▸ **Provided data**:
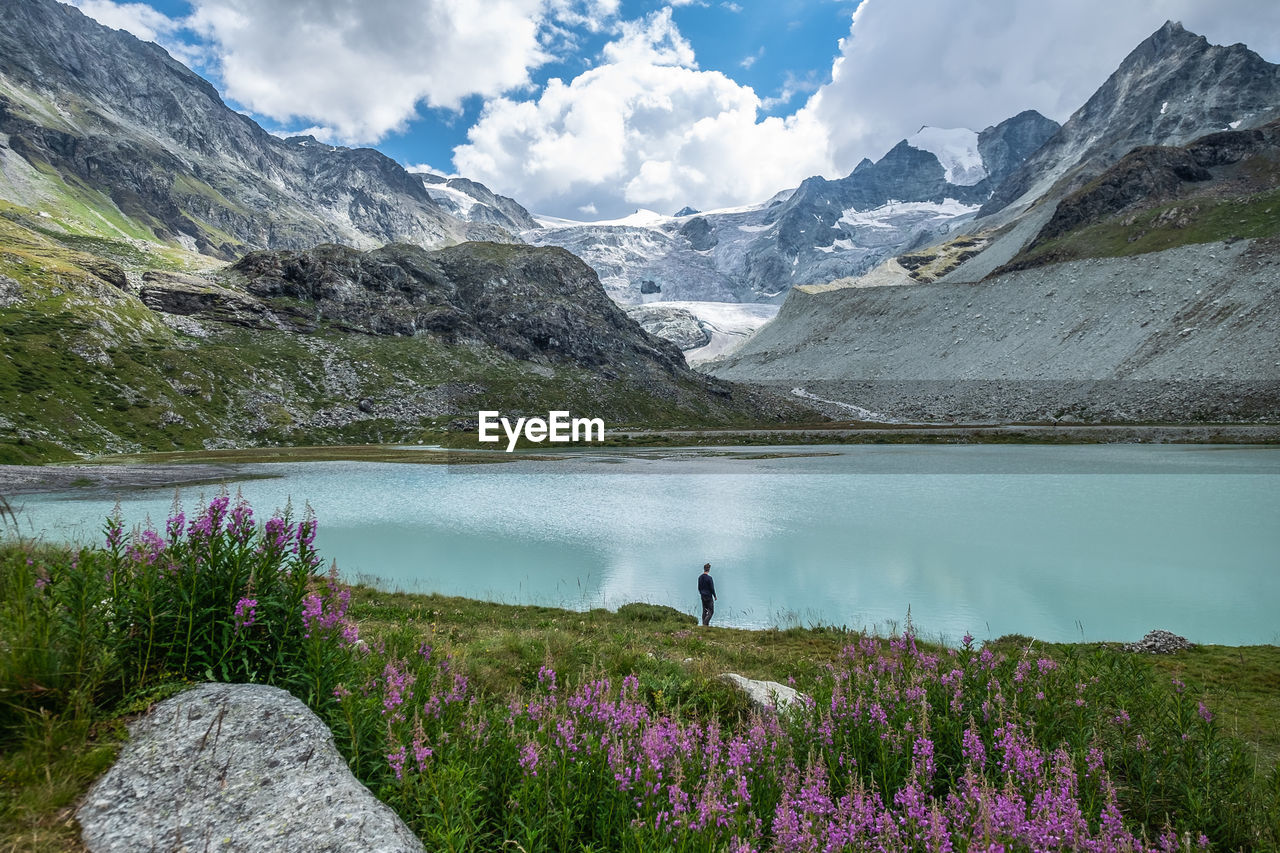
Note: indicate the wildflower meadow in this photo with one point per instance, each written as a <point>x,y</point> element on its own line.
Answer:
<point>896,744</point>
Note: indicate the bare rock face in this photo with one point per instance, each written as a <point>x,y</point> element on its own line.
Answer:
<point>236,767</point>
<point>766,696</point>
<point>676,324</point>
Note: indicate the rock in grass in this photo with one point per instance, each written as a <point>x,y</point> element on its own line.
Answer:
<point>1160,642</point>
<point>236,767</point>
<point>766,696</point>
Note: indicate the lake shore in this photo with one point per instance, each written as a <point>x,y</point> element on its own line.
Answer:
<point>211,466</point>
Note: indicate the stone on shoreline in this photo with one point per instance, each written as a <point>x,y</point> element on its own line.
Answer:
<point>236,767</point>
<point>1160,642</point>
<point>766,696</point>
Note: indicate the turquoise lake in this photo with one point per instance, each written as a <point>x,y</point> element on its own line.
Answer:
<point>1063,543</point>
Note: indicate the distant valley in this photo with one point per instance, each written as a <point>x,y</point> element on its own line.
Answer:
<point>174,277</point>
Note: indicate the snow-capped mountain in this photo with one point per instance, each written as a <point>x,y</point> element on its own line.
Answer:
<point>1171,89</point>
<point>818,232</point>
<point>472,201</point>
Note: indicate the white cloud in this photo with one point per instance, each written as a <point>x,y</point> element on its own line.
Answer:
<point>645,128</point>
<point>360,68</point>
<point>935,62</point>
<point>137,18</point>
<point>425,168</point>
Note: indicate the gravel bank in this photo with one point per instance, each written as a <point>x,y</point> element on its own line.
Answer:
<point>1188,334</point>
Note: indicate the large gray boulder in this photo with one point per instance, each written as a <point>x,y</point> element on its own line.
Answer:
<point>766,696</point>
<point>236,767</point>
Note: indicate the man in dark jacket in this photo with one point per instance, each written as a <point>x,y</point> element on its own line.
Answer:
<point>707,589</point>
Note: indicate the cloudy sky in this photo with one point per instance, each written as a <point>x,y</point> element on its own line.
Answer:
<point>590,109</point>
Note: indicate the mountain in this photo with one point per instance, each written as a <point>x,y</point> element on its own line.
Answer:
<point>1170,90</point>
<point>472,201</point>
<point>821,231</point>
<point>1143,283</point>
<point>113,136</point>
<point>126,186</point>
<point>320,346</point>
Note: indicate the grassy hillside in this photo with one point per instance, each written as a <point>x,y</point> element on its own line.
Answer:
<point>87,368</point>
<point>1169,746</point>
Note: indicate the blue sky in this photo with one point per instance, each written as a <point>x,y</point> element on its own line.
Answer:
<point>594,108</point>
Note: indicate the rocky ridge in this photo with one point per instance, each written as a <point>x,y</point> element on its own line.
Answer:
<point>241,766</point>
<point>115,137</point>
<point>821,231</point>
<point>1170,90</point>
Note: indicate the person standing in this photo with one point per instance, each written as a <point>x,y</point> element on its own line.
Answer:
<point>707,589</point>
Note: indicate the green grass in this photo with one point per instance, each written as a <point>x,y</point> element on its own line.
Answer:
<point>1169,226</point>
<point>62,730</point>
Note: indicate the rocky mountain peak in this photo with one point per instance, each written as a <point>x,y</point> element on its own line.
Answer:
<point>146,140</point>
<point>1171,89</point>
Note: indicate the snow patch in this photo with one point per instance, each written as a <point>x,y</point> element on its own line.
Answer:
<point>956,149</point>
<point>881,217</point>
<point>440,192</point>
<point>728,323</point>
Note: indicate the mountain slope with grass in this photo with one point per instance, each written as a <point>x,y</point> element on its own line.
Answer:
<point>323,346</point>
<point>112,136</point>
<point>1148,292</point>
<point>485,724</point>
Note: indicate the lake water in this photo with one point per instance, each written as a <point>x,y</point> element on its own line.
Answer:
<point>1063,543</point>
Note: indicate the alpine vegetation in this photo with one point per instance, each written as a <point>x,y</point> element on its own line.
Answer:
<point>903,746</point>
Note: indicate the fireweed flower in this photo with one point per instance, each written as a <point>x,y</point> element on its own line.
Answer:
<point>145,547</point>
<point>397,762</point>
<point>278,533</point>
<point>529,758</point>
<point>245,612</point>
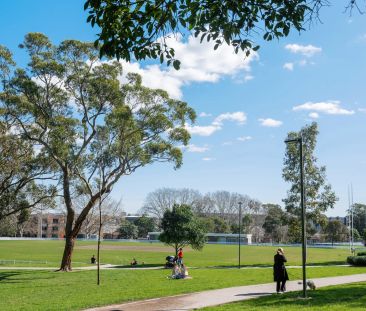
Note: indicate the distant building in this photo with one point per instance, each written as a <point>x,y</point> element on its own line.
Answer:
<point>219,238</point>
<point>45,226</point>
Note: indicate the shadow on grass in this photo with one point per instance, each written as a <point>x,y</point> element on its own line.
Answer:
<point>317,264</point>
<point>351,296</point>
<point>6,276</point>
<point>22,276</point>
<point>140,266</point>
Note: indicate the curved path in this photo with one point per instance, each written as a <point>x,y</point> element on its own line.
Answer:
<point>220,296</point>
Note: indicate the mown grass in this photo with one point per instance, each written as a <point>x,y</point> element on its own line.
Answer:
<point>48,254</point>
<point>334,298</point>
<point>46,290</point>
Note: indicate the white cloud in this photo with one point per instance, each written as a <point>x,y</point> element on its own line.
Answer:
<point>199,63</point>
<point>204,114</point>
<point>196,149</point>
<point>244,138</point>
<point>268,122</point>
<point>208,159</point>
<point>239,117</point>
<point>328,107</point>
<point>207,130</point>
<point>306,50</point>
<point>288,66</point>
<point>314,115</point>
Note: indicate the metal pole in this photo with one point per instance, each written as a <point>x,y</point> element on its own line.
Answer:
<point>353,248</point>
<point>303,219</point>
<point>349,220</point>
<point>240,203</point>
<point>303,211</point>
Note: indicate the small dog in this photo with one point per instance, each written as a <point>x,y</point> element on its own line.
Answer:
<point>310,284</point>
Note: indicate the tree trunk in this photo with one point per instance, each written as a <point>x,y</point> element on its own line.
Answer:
<point>68,250</point>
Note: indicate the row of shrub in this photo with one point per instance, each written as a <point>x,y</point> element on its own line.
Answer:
<point>359,260</point>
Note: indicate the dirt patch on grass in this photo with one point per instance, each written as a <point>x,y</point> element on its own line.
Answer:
<point>142,248</point>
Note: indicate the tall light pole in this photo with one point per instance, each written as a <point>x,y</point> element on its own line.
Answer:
<point>303,214</point>
<point>240,203</point>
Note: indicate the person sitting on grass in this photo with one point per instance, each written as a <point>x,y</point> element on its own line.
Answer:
<point>176,272</point>
<point>183,271</point>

▸ **Exercise details**: Copy out everything from the line containing "Note: indicate the lake shore" down to the line containing "<point>211,466</point>", including both of those lines.

▸ **Task answer**:
Note: indicate the lake shore in this photo with one point per instance, each written as a <point>x,y</point> element on its own line.
Answer:
<point>211,466</point>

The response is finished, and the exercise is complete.